━━━ Quoted passage

SMART BETA AND THE POWER OF LANGUAGE

Have you ever thought of the perfect retort, but only done so too late to actually use it? The French have a phrase – l’esprit d’escalier (literally, the wit of the staircase) to describe just this predicament, yet we don’t have an obvious equivalent in English. In a similar vein Korean has a word, nunchi, to describe the intuitive ability to gauge how people are feeling, and to know what not to say. Angdai, in Hindi, refers to the lazy morning stretch you do when you wake up in the morning. However my favourite word that English could really use has to be the Scottish word tartle – the awkward feeling of having to introduce someone whose name you can’t remember.

The trouble is, without these words, it’s much, much harder to express certain ideas - it would be like trying to study medicine without the terminology. You can be as clever as you want; without the right words, it takes much longer to express an idea, and sometimes you simply don’t have the means to express it at all. At a more general level, if the tools at your disposal are limited, then so are your outcomes. This is where it becomes relevant for investments.

━━━━━━
━━━ Supplied information

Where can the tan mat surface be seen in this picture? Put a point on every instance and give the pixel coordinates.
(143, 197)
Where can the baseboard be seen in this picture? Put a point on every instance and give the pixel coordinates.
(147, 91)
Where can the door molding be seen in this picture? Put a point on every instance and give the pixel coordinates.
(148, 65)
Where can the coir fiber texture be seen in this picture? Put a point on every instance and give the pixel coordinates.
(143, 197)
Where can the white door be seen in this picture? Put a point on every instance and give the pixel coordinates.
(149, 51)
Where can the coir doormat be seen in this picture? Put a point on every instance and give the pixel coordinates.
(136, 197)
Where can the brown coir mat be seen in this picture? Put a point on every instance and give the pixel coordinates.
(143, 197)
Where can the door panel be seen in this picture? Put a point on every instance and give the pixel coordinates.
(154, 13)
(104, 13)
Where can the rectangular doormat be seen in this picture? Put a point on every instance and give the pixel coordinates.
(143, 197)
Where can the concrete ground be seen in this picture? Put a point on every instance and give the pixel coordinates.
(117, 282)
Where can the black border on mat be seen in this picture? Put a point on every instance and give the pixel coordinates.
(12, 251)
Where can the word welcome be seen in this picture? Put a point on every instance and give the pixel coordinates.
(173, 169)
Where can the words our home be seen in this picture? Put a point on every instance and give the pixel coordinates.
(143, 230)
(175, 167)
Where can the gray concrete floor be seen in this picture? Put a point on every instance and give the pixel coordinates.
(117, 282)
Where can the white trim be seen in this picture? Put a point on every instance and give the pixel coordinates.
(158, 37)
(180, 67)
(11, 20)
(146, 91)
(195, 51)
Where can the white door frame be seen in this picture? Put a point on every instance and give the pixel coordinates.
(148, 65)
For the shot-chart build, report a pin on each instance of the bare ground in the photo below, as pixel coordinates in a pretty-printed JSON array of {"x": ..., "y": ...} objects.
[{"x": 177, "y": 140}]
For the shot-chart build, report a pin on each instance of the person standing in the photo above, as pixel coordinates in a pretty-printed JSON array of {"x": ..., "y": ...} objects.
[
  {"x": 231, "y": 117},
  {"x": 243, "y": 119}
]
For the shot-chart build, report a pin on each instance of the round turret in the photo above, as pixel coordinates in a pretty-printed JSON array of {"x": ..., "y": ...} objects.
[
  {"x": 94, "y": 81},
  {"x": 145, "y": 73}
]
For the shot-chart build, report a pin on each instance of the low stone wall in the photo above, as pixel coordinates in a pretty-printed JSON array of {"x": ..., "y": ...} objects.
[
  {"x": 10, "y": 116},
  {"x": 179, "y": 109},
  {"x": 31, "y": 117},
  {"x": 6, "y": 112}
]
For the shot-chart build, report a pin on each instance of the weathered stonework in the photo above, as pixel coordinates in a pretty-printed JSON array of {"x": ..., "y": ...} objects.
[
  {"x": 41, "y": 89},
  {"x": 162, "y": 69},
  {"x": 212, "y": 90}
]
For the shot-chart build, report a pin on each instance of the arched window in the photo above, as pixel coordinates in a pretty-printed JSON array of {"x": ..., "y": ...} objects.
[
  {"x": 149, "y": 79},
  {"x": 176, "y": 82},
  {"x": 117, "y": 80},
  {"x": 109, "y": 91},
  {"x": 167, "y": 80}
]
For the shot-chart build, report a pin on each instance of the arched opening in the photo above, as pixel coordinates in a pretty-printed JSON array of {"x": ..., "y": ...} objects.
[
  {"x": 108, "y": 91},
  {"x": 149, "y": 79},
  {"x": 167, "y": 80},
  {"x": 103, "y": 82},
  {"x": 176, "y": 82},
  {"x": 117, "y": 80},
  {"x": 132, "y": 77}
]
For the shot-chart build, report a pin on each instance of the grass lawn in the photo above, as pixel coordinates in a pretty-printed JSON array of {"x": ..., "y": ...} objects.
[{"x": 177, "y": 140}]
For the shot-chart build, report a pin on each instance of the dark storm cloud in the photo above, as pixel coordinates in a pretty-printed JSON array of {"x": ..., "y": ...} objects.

━━━━━━

[Required actions]
#1 Answer these about the smart beta passage, one answer per line, marked (a), (b) and (c):
(a) What is the literal meaning of the French phrase l’esprit d’escalier?
(b) In which language does angdai name the lazy morning stretch?
(c) To what does the writer compare expressing ideas without these words?
#2 Rewrite the smart beta passage starting with "Have you ever" and going on through "you can’t remember.", replacing "retort" with "comeback".
#3 Continue the smart beta passage from its last sentence, carrying the argument on to investments.

[Answers in order]
#1
(a) The wit of the staircase.
(b) Hindi.
(c) Trying to study medicine without the terminology.

#2
Have you ever thought of the perfect comeback, but only done so too late to actually use it? The French have a phrase – l’esprit d’escalier (literally, the wit of the staircase) to describe just this predicament, yet we don’t have an obvious equivalent in English. In a similar vein Korean has a word, nunchi, to describe the intuitive ability to gauge how people are feeling, and to know what not to say. Angdai, in Hindi, refers to the lazy morning stretch you do when you wake up in the morning. However my favourite word that English could really use has to be the Scottish word tartle – the awkward feeling of having to introduce someone whose name you can’t remember.

#3
A classic financial example of the power of language is smart beta, or alternative beta. As an investor, you may well have to take a certain amount of equity risk; you may choose to take some equity alpha as well, to diversify your sources of return. You might have a good sense of the different asset allocation approaches your managers use, and be skilled at selecting appropriate managers; but without the ideas and even just the terminology, you face a number of disadvantages[1]; crucially, you would have to use more words, and in an investor’s case pay higher fees, to get the same results.

As I argued in a previous post, if a manager’s performance is consistently better, they are probably doing something consistent. I’m not arguing that there isn’t any alpha to be had; however a lot of what has been considered alpha can be replicated mechanically. This means that strong outperformance over the benchmark can be achieved at substantially lower cost. To put this in some perspective, we compare the performance of the MSCI World with an equal-weighted basket of three long-short equity style premia[2], based on Deutsche Bank’s style indices. As a very crude proxy for an alpha benchmark, we also show the performance of the HFRX Global Hedge Fund Index.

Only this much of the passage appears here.